**Provided records**:
═══
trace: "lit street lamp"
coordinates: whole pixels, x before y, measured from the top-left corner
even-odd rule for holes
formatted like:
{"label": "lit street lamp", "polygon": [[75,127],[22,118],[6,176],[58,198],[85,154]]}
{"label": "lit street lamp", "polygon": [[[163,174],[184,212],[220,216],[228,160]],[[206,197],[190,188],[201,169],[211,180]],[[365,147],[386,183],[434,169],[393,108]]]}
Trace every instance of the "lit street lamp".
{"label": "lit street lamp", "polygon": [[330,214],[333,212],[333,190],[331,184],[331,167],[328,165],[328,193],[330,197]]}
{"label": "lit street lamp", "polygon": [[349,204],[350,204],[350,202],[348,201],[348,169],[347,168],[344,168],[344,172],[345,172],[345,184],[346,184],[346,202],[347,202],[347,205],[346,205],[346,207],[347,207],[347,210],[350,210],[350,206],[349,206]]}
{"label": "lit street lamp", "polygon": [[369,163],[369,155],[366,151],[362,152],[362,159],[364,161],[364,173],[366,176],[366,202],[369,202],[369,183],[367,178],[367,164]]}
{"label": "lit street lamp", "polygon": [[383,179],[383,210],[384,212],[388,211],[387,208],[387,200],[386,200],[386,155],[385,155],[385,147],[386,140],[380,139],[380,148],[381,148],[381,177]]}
═══
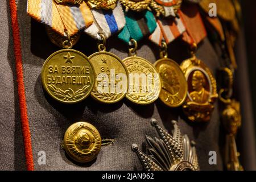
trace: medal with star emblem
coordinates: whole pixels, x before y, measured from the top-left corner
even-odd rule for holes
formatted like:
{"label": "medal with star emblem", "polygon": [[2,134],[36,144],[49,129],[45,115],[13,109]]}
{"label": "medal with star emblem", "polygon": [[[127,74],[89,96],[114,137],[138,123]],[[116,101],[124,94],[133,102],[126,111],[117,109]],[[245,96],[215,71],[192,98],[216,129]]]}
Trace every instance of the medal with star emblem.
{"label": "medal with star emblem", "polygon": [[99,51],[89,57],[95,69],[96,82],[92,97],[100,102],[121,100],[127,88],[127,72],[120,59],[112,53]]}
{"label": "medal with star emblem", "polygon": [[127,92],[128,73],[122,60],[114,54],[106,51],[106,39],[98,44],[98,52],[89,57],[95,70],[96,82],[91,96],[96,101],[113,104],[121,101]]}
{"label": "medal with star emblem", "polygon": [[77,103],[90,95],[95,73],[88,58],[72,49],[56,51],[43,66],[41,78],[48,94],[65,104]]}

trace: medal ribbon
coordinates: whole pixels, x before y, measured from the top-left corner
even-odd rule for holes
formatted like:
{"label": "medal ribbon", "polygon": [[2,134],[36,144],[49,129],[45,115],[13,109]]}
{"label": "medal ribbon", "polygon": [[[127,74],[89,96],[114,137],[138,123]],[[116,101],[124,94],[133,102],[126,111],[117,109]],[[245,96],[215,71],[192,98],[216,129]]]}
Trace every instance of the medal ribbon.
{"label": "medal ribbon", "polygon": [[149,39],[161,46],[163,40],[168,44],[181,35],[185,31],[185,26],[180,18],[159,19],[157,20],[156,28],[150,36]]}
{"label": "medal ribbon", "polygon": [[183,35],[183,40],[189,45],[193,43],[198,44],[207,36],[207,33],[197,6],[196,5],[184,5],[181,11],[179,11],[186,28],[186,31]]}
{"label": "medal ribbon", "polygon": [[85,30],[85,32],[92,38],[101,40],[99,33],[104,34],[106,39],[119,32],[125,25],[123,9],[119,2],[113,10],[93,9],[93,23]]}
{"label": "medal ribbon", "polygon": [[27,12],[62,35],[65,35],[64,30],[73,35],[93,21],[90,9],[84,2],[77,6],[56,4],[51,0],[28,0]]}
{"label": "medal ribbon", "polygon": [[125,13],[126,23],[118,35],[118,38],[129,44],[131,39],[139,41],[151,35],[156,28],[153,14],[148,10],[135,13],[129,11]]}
═══
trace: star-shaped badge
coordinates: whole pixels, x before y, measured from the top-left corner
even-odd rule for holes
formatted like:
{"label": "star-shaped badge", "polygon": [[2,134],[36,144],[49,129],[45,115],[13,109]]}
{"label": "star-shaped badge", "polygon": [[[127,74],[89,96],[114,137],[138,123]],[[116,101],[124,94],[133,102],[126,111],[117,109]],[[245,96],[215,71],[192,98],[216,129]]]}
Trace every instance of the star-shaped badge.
═══
Output everything from the line containing "trace: star-shaped badge" down to the line containing "Trace every instance of the star-shaped", both included, with each line copied character for character.

trace: star-shaped badge
coordinates: whole pixels, x before y, measured from the top-left corner
even-odd rule for holes
formatted like:
{"label": "star-shaped badge", "polygon": [[2,134],[36,144],[49,129],[45,115],[13,109]]}
{"label": "star-shaped badge", "polygon": [[[127,74],[89,96],[114,137],[138,123]],[[116,101],[124,94],[133,102],[126,111],[117,109]],[[245,96],[215,71],[192,98],[216,129]]]}
Trace every instance of the star-shaped badge.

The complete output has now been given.